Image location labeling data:
+--

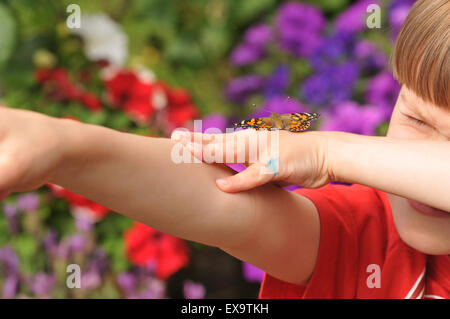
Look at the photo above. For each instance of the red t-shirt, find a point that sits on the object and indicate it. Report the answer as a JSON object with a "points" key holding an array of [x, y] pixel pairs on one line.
{"points": [[361, 254]]}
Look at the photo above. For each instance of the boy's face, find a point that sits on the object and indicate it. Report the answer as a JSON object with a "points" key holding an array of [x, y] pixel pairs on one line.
{"points": [[427, 233]]}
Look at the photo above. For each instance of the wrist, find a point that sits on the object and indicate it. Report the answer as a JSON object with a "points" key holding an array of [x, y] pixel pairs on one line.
{"points": [[339, 156], [71, 148]]}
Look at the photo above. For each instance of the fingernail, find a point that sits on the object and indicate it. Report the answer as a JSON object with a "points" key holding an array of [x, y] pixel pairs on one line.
{"points": [[179, 136], [222, 182]]}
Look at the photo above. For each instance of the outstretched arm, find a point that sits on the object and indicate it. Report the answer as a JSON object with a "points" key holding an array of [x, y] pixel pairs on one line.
{"points": [[411, 168], [135, 176]]}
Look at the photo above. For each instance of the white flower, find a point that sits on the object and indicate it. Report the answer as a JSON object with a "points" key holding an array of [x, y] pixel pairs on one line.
{"points": [[103, 39]]}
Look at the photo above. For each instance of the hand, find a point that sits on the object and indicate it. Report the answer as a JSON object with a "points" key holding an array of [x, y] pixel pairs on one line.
{"points": [[298, 158], [31, 147]]}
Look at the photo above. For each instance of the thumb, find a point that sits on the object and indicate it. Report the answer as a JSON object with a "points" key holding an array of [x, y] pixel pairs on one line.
{"points": [[255, 175]]}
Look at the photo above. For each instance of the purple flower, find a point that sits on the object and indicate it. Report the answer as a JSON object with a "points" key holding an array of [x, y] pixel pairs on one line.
{"points": [[90, 280], [28, 202], [299, 28], [333, 50], [50, 243], [398, 11], [258, 35], [42, 284], [291, 187], [330, 85], [252, 273], [369, 57], [278, 82], [99, 261], [155, 289], [245, 54], [84, 220], [253, 48], [239, 89], [193, 290], [353, 19], [128, 282], [383, 90], [351, 117], [214, 120], [280, 105], [76, 243], [300, 16], [63, 250], [9, 261], [10, 212], [10, 287]]}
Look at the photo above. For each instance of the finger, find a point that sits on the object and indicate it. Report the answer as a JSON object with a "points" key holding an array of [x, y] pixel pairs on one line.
{"points": [[232, 148], [255, 175], [4, 194], [10, 172]]}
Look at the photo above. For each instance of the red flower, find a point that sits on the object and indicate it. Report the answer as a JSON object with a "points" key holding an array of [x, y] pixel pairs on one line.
{"points": [[98, 211], [59, 86], [119, 85], [179, 115], [140, 110], [145, 245], [179, 96], [91, 101]]}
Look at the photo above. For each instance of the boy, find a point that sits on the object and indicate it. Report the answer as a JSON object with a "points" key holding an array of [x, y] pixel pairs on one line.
{"points": [[386, 236]]}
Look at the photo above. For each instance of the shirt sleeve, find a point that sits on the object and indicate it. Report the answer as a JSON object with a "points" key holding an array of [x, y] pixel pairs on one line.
{"points": [[346, 217]]}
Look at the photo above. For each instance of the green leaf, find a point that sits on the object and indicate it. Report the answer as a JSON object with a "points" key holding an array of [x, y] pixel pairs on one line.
{"points": [[8, 34]]}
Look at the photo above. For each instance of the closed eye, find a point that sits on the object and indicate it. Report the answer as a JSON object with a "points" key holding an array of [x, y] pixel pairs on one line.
{"points": [[416, 121]]}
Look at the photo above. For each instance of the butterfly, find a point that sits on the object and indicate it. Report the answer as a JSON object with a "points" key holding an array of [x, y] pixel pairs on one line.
{"points": [[294, 122]]}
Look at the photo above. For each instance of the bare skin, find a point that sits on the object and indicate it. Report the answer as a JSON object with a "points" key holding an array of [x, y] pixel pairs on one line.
{"points": [[250, 217]]}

+--

Render all of the data above as a two-column CSV with the headers "query" and "result", giving one row for each text and the answer that follows it. Put each field in quotes, turn any line breaks into spaces, and leave the pictures out.

* Complete output
query,result
"Look at the photo above. For each instance of the red t-shirt, find a point that sits on the object and indicate it. Report the answer as a JSON object with a ""points"" key holding an array of [x, y] pixel pairs on one line.","{""points"": [[361, 254]]}"
"Look at the photo above. For each instance of the boy's face, find a point that sits on the object and indicate it. Report the answer as a JSON object with a ""points"" key holding an array of [x, y] pixel pairs on one line.","{""points"": [[427, 233]]}"
"Look at the photo above. For each instance of the wrist, find a point that sits on the object and indicate it. Report the answer as a JSON object with a ""points"" key holding an array of [x, y] pixel pairs on one line.","{""points"": [[339, 156], [71, 148]]}"
"Look at the photo above. For each instance of the fingernail, find a point that sits on the object and indicate it. Report the answer as a JSON object with a ""points"" key holding an array of [x, y] pixel pairs on one line.","{""points"": [[179, 136], [222, 182]]}"
"Look at the photo above. For each instance of the outstretched arm, find a point that sits on the object and indicate it. Report the answer as a JSON object with a ""points"" key holding an array of [x, y] pixel pairs on one line.","{""points"": [[411, 168], [135, 176]]}"
"Look at the photo above. For each instance of the white flower, find a point that sits on the object and indicate it. Report the answer as a JSON object with a ""points"" key holding an array of [x, y] pixel pairs on one line.","{""points"": [[103, 39]]}"
"Look at the photo above. For each instance of the hand, find a point that sits on the object and indicate it. Report the answer as a JSON object with a ""points"" key holding an array of [x, y] pixel pairs on one line.","{""points"": [[298, 158], [31, 147]]}"
"Look at the photo above. For each instance of the thumb, find a point that sits on the object and indicate it. Report the answer as a JSON object with a ""points"" key holding an array of [x, y] pixel pairs on one line.","{""points"": [[255, 175]]}"
"Look at the photo above. For each instance of the purple flower, find a point that sits on the object and indicate it. Report the answer as a JSON object with a ""points"" key holding an array of [x, y] pixel pairs on one line.","{""points"": [[90, 280], [28, 202], [299, 28], [333, 50], [50, 243], [398, 11], [258, 35], [42, 284], [291, 187], [330, 85], [252, 273], [369, 57], [278, 82], [99, 261], [155, 289], [245, 54], [84, 220], [253, 48], [239, 89], [193, 290], [353, 19], [128, 282], [383, 90], [351, 117], [214, 120], [280, 105], [76, 243], [300, 16], [63, 250], [9, 261], [10, 212], [10, 287]]}"
"Look at the photo above. For each instance of the finger, find a point that sits on the object and indicate it. Report the answer as a JSON object with a ""points"" key holding an array of [x, y] pixel pairs on one line.","{""points"": [[232, 148], [255, 175], [4, 194], [10, 172]]}"
"Look at the photo above. For each instance of the red flower, find a point that sits on the object and indicate it. Report the answer as a JSON object with a ""points"" key holding an array of [x, y] pixel pairs on one line.","{""points"": [[98, 211], [59, 86], [119, 85], [179, 115], [140, 110], [145, 245], [179, 96], [91, 101]]}"
"Look at the photo above. For each instance of the boy, find a point that sits on the object and indicate it. Report the answer as a JSON object with a ""points"" key holding an array of [x, y] pixel pairs on one line.","{""points"": [[386, 236]]}"
"Look at the photo above. For each instance of the shirt sleeve, find a point that sits on the object and indicate it. Report the answer as a JSON object with a ""points"" key holding an array of [x, y] pixel pairs on one line.","{""points"": [[346, 217]]}"
"Look at the photo above. For each instance of the green leaf, find a point that sits on the object and indicate it. Report the answer as a JSON object with a ""points"" key holding an array of [x, y] pixel pairs on one line.","{""points"": [[8, 34]]}"
"Look at the photo above. For each instance of the closed eye, find a point that sits on the object and indicate it. Report the answer as a JSON object with a ""points"" key holding an array of [x, y] pixel pairs on one line.","{""points"": [[416, 121]]}"
"Look at the photo above. For each instance of the butterfly, find a point that sits on the object and indicate it. Report the answer as a JSON object with a ""points"" key holding an array of [x, y] pixel pairs on one line.","{""points"": [[294, 122]]}"
"Look at the photo above. For each instance of the bare skin, find a point that sits on the object and indicate it. Report the answer as a JSON object with a ""points"" key holding an array of [x, y] pixel pairs on one line.","{""points"": [[250, 217]]}"